Cosa fare. Mostra ogni riga dei record che contiene la parola "book". Maiuscole e minuscole vanno distinte.

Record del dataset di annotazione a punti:

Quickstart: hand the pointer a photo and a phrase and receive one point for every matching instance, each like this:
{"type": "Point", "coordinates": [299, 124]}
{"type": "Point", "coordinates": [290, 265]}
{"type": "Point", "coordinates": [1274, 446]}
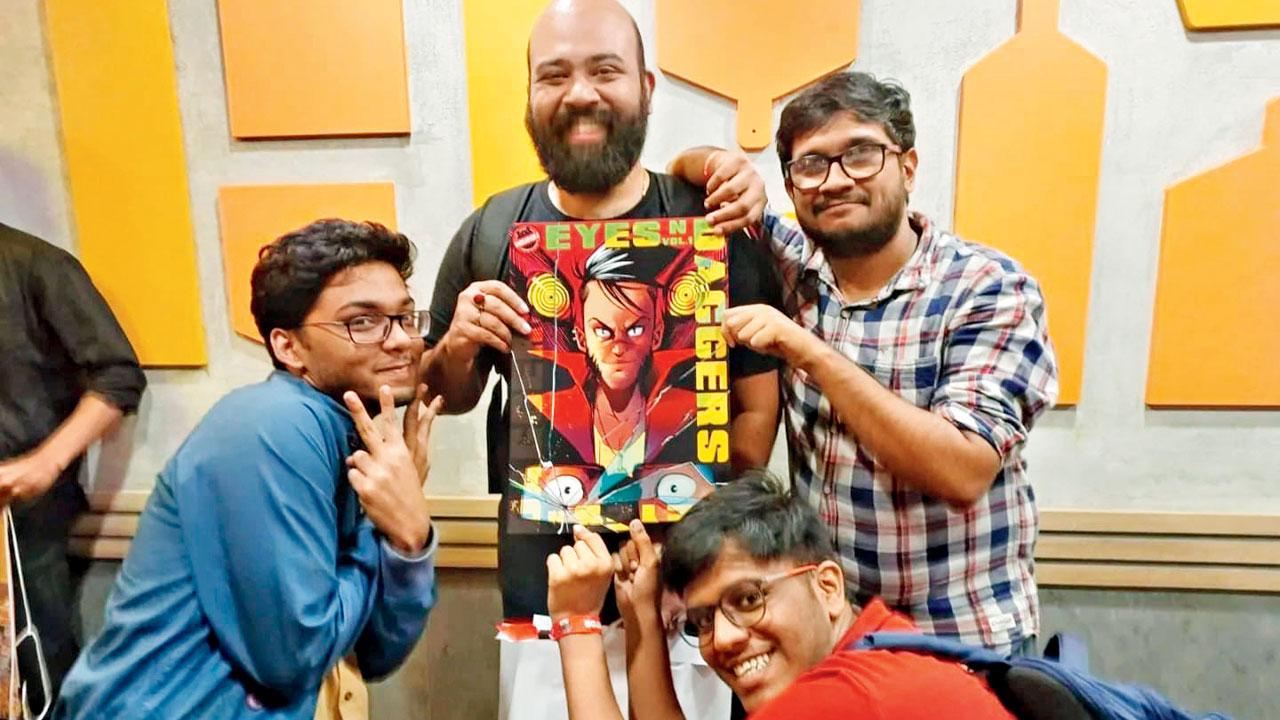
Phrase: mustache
{"type": "Point", "coordinates": [565, 119]}
{"type": "Point", "coordinates": [824, 201]}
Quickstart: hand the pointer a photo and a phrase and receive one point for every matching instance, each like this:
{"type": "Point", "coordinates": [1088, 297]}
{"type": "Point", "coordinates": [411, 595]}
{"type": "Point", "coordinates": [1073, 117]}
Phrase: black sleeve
{"type": "Point", "coordinates": [752, 281]}
{"type": "Point", "coordinates": [88, 332]}
{"type": "Point", "coordinates": [452, 278]}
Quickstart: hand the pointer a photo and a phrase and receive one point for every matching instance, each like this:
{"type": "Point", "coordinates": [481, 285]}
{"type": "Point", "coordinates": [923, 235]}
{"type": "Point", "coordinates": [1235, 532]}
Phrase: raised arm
{"type": "Point", "coordinates": [577, 580]}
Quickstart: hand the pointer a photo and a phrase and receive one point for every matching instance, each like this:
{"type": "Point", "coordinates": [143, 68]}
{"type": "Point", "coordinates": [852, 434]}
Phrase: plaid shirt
{"type": "Point", "coordinates": [959, 331]}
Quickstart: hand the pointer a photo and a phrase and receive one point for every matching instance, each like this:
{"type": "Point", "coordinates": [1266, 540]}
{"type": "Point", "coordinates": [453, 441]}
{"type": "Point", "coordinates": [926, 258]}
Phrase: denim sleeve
{"type": "Point", "coordinates": [405, 598]}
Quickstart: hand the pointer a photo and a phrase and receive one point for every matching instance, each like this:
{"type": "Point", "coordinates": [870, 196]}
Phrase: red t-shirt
{"type": "Point", "coordinates": [883, 684]}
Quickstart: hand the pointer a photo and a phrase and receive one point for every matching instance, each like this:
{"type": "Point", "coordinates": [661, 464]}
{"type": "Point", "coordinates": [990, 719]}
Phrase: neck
{"type": "Point", "coordinates": [608, 204]}
{"type": "Point", "coordinates": [842, 624]}
{"type": "Point", "coordinates": [863, 276]}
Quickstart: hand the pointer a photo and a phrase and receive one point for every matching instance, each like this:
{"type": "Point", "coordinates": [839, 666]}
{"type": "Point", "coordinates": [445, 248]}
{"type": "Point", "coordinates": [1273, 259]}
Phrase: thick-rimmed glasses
{"type": "Point", "coordinates": [373, 328]}
{"type": "Point", "coordinates": [860, 162]}
{"type": "Point", "coordinates": [741, 604]}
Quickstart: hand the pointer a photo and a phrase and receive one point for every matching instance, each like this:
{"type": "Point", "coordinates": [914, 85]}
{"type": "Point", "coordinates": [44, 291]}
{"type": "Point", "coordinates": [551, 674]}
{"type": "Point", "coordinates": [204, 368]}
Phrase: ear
{"type": "Point", "coordinates": [288, 350]}
{"type": "Point", "coordinates": [909, 160]}
{"type": "Point", "coordinates": [831, 587]}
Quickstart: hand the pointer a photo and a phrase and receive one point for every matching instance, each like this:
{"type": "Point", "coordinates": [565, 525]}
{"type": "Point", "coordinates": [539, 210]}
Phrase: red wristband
{"type": "Point", "coordinates": [576, 625]}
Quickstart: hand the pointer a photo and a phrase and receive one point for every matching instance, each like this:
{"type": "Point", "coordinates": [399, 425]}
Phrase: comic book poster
{"type": "Point", "coordinates": [620, 393]}
{"type": "Point", "coordinates": [10, 707]}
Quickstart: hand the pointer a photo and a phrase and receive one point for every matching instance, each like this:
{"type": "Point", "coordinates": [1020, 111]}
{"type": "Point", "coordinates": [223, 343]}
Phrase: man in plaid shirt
{"type": "Point", "coordinates": [917, 367]}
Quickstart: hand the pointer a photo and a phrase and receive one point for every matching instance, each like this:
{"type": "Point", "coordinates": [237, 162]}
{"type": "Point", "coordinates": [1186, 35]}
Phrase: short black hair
{"type": "Point", "coordinates": [293, 269]}
{"type": "Point", "coordinates": [755, 511]}
{"type": "Point", "coordinates": [885, 103]}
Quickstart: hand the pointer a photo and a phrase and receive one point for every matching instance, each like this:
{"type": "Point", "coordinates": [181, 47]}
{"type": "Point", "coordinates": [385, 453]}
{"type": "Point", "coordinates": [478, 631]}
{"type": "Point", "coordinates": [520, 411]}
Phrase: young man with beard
{"type": "Point", "coordinates": [917, 364]}
{"type": "Point", "coordinates": [766, 604]}
{"type": "Point", "coordinates": [588, 112]}
{"type": "Point", "coordinates": [272, 545]}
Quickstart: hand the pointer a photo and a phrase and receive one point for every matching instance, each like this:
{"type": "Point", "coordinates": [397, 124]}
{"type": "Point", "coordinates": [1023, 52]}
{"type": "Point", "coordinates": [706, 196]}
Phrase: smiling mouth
{"type": "Point", "coordinates": [752, 665]}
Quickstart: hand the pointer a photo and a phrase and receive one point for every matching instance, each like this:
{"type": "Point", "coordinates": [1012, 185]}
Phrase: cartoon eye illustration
{"type": "Point", "coordinates": [567, 491]}
{"type": "Point", "coordinates": [676, 488]}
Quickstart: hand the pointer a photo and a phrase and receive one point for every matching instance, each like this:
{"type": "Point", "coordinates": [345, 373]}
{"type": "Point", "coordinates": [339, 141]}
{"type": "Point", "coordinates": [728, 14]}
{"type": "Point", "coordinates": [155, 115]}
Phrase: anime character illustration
{"type": "Point", "coordinates": [606, 420]}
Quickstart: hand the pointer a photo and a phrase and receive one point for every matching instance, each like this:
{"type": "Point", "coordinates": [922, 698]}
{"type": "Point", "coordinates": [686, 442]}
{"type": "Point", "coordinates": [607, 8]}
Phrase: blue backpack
{"type": "Point", "coordinates": [1055, 687]}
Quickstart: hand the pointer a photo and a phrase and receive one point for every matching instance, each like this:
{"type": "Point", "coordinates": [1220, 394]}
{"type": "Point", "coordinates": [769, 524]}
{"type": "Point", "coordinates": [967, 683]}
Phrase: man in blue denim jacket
{"type": "Point", "coordinates": [274, 542]}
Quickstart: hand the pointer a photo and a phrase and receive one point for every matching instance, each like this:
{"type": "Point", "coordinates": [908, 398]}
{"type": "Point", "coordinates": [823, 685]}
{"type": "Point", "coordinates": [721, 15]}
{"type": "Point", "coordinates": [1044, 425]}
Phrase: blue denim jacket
{"type": "Point", "coordinates": [252, 573]}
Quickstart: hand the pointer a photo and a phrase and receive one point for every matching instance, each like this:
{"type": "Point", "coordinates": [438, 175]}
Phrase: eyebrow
{"type": "Point", "coordinates": [371, 305]}
{"type": "Point", "coordinates": [594, 59]}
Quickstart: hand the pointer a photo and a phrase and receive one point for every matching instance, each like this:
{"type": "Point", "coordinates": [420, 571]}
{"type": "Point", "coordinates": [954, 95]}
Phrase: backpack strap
{"type": "Point", "coordinates": [488, 259]}
{"type": "Point", "coordinates": [1069, 651]}
{"type": "Point", "coordinates": [488, 249]}
{"type": "Point", "coordinates": [973, 656]}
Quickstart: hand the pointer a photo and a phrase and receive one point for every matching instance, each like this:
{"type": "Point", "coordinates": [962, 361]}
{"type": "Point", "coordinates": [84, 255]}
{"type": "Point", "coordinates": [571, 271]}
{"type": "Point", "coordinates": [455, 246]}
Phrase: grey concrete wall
{"type": "Point", "coordinates": [1208, 651]}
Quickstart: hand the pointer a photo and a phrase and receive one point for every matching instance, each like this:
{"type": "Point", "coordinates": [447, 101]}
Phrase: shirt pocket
{"type": "Point", "coordinates": [913, 382]}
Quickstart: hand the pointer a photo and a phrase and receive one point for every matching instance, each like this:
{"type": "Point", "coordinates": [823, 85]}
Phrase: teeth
{"type": "Point", "coordinates": [752, 665]}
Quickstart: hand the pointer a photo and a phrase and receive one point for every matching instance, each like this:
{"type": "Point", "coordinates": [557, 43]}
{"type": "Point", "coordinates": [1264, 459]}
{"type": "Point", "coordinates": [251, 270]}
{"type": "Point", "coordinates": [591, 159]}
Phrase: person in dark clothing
{"type": "Point", "coordinates": [67, 377]}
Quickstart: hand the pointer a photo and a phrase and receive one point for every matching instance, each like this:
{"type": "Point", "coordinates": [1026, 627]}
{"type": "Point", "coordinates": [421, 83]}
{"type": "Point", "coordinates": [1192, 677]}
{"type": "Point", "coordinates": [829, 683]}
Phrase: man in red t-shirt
{"type": "Point", "coordinates": [766, 604]}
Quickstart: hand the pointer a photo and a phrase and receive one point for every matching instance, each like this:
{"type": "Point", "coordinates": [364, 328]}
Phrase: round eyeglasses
{"type": "Point", "coordinates": [741, 604]}
{"type": "Point", "coordinates": [860, 162]}
{"type": "Point", "coordinates": [374, 328]}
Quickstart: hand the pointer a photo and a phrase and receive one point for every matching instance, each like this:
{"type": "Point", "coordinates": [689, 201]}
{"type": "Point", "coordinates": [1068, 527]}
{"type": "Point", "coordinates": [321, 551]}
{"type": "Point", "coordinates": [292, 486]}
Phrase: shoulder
{"type": "Point", "coordinates": [981, 264]}
{"type": "Point", "coordinates": [277, 413]}
{"type": "Point", "coordinates": [887, 684]}
{"type": "Point", "coordinates": [970, 272]}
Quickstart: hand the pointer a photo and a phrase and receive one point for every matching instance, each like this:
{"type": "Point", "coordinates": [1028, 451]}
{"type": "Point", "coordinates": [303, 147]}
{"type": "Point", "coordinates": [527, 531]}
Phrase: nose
{"type": "Point", "coordinates": [727, 638]}
{"type": "Point", "coordinates": [397, 337]}
{"type": "Point", "coordinates": [581, 92]}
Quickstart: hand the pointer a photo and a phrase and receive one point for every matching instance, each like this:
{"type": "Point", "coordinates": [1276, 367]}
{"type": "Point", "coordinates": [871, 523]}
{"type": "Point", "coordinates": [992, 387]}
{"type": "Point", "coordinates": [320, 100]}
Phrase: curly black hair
{"type": "Point", "coordinates": [759, 514]}
{"type": "Point", "coordinates": [293, 269]}
{"type": "Point", "coordinates": [883, 103]}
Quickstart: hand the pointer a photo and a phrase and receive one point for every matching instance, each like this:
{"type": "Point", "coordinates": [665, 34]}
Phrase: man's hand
{"type": "Point", "coordinates": [766, 329]}
{"type": "Point", "coordinates": [27, 477]}
{"type": "Point", "coordinates": [388, 475]}
{"type": "Point", "coordinates": [485, 315]}
{"type": "Point", "coordinates": [735, 191]}
{"type": "Point", "coordinates": [577, 577]}
{"type": "Point", "coordinates": [636, 580]}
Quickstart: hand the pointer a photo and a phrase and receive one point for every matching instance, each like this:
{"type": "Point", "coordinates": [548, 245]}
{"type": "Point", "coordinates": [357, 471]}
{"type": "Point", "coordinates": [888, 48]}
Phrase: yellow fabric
{"type": "Point", "coordinates": [343, 695]}
{"type": "Point", "coordinates": [631, 452]}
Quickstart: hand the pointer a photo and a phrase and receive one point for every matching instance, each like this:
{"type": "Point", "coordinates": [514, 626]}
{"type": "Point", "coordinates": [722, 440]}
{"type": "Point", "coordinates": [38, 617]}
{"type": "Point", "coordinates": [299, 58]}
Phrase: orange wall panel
{"type": "Point", "coordinates": [252, 215]}
{"type": "Point", "coordinates": [1229, 14]}
{"type": "Point", "coordinates": [127, 171]}
{"type": "Point", "coordinates": [1027, 168]}
{"type": "Point", "coordinates": [703, 42]}
{"type": "Point", "coordinates": [1216, 336]}
{"type": "Point", "coordinates": [497, 39]}
{"type": "Point", "coordinates": [314, 68]}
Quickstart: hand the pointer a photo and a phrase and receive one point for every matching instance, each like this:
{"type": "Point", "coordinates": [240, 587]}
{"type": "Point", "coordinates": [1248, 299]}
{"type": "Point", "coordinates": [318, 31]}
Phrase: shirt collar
{"type": "Point", "coordinates": [915, 274]}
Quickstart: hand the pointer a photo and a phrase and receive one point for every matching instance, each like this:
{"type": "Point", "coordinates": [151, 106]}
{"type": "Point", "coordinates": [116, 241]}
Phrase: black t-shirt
{"type": "Point", "coordinates": [479, 251]}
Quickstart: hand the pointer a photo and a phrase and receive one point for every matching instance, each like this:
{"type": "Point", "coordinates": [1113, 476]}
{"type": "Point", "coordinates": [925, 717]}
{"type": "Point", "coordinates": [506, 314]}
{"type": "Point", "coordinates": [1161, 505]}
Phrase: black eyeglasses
{"type": "Point", "coordinates": [373, 328]}
{"type": "Point", "coordinates": [741, 605]}
{"type": "Point", "coordinates": [860, 162]}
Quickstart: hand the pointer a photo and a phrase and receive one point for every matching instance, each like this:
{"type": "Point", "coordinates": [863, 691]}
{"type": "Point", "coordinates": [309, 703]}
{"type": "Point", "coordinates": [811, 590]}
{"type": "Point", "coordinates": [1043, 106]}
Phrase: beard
{"type": "Point", "coordinates": [859, 241]}
{"type": "Point", "coordinates": [589, 169]}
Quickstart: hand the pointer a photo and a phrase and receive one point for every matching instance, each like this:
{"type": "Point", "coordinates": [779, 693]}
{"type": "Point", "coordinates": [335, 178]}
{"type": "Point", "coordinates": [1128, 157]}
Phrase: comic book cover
{"type": "Point", "coordinates": [620, 393]}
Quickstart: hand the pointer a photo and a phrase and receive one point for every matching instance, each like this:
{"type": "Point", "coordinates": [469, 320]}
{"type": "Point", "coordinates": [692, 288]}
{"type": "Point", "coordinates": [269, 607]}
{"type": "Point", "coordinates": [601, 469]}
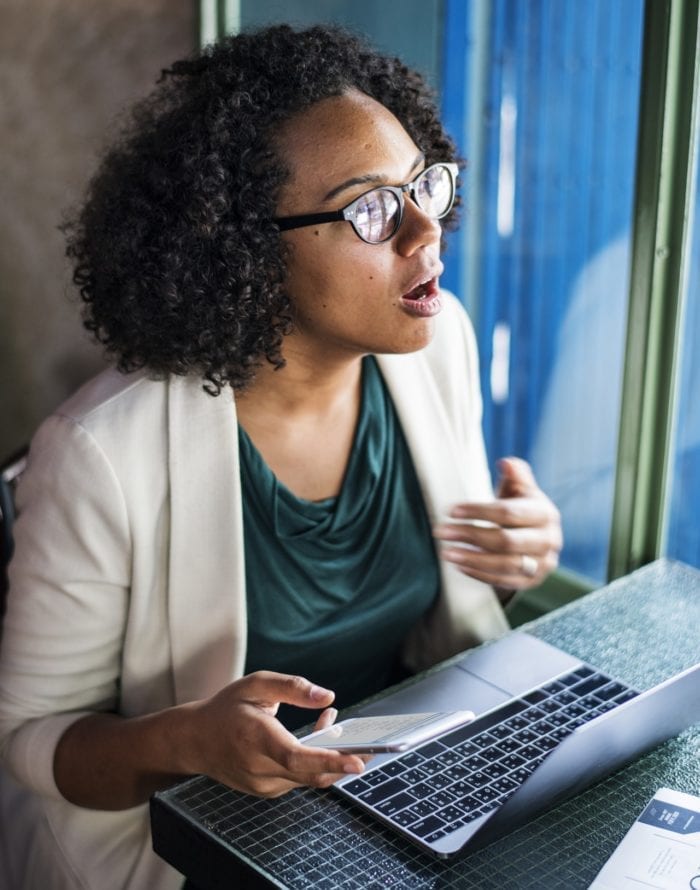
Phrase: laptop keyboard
{"type": "Point", "coordinates": [443, 785]}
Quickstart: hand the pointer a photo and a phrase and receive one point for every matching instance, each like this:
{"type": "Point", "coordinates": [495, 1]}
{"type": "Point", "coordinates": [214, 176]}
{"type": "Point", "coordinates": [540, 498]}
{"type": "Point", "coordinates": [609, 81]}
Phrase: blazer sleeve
{"type": "Point", "coordinates": [69, 590]}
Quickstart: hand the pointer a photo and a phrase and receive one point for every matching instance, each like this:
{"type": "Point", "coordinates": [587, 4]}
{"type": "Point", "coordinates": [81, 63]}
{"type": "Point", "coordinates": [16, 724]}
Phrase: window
{"type": "Point", "coordinates": [547, 120]}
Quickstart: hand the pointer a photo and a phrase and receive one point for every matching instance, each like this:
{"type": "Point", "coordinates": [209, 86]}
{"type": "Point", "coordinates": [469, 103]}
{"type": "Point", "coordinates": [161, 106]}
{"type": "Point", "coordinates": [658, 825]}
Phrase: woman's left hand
{"type": "Point", "coordinates": [512, 542]}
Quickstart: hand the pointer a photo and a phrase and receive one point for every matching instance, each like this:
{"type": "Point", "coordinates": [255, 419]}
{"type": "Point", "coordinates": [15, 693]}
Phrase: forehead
{"type": "Point", "coordinates": [340, 138]}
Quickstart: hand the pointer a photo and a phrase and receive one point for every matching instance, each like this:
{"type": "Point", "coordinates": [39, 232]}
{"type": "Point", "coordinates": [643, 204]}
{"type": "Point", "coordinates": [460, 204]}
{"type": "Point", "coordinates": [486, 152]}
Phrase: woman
{"type": "Point", "coordinates": [239, 517]}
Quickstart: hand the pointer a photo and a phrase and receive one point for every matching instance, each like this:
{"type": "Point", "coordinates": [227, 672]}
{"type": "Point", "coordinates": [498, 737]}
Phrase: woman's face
{"type": "Point", "coordinates": [351, 298]}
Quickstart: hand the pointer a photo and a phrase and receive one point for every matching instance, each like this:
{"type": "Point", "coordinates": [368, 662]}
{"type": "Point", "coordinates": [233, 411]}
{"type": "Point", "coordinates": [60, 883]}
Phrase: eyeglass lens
{"type": "Point", "coordinates": [377, 213]}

Soluzione scritta.
Phrase: comic book poster
Phrase: comic book cover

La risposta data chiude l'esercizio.